━━━ Recorded data
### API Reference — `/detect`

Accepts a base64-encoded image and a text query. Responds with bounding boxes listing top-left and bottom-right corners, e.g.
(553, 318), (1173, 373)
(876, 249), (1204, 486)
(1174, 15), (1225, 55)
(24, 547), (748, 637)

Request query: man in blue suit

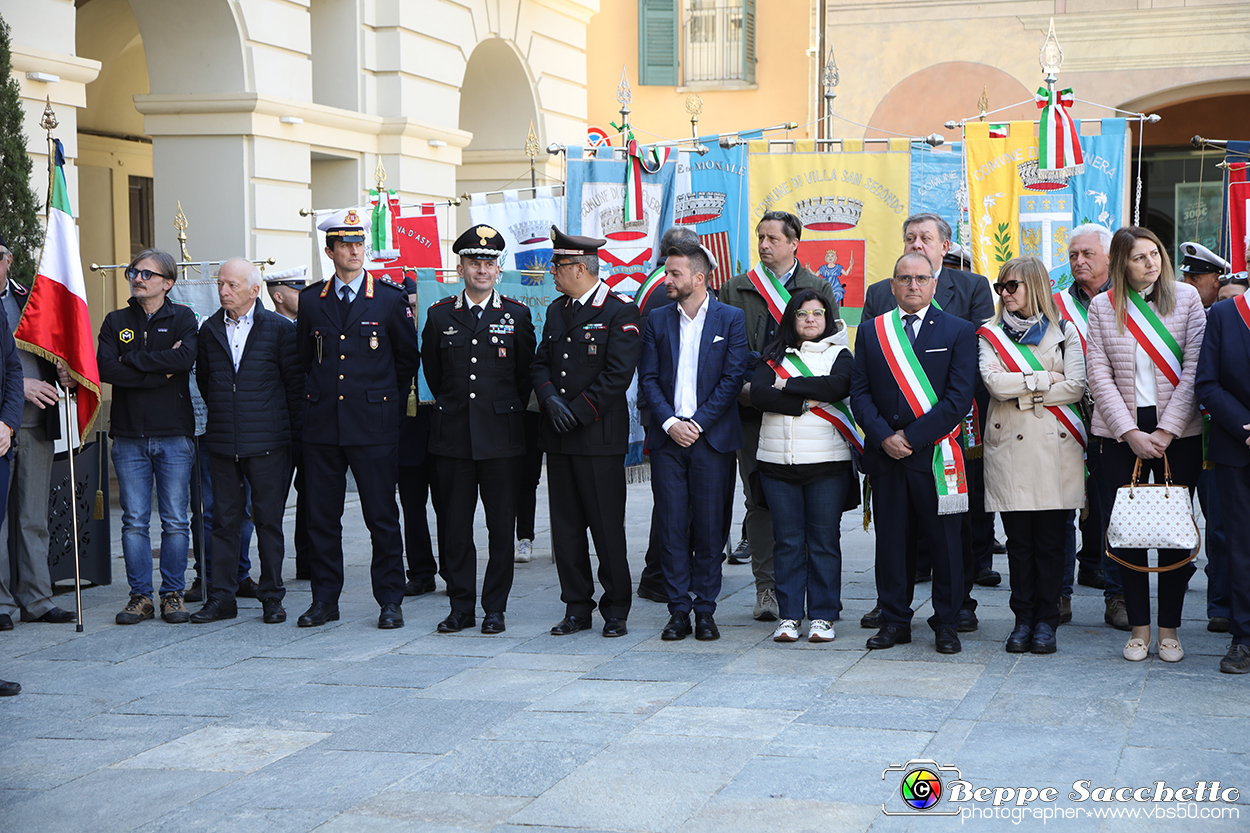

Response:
(851, 251), (978, 654)
(1194, 295), (1250, 674)
(639, 236), (746, 640)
━━━━━━
• _Work to do_: Please recast every line of the records above as a Markdown table with the columns No. and Line, one numbered row per line. Skip blank lines and leave out the pictures.

• _Answer to this task_:
| No. | Line |
|---|---|
| 1 | ### API Reference — `/detect` |
| 2 | Accepts a base64-encoded image and a text query. Responds with bounding boxes listing top-left and bottom-right corners, e.g. |
| 3 | (553, 318), (1173, 373) |
| 4 | (876, 249), (1204, 486) |
| 5 | (1174, 15), (1225, 55) |
| 6 | (24, 547), (748, 637) |
| 7 | Request query: man in blue suit |
| 8 | Response: |
| 9 | (851, 251), (978, 654) |
| 10 | (1194, 295), (1250, 674) |
| 11 | (639, 236), (746, 640) |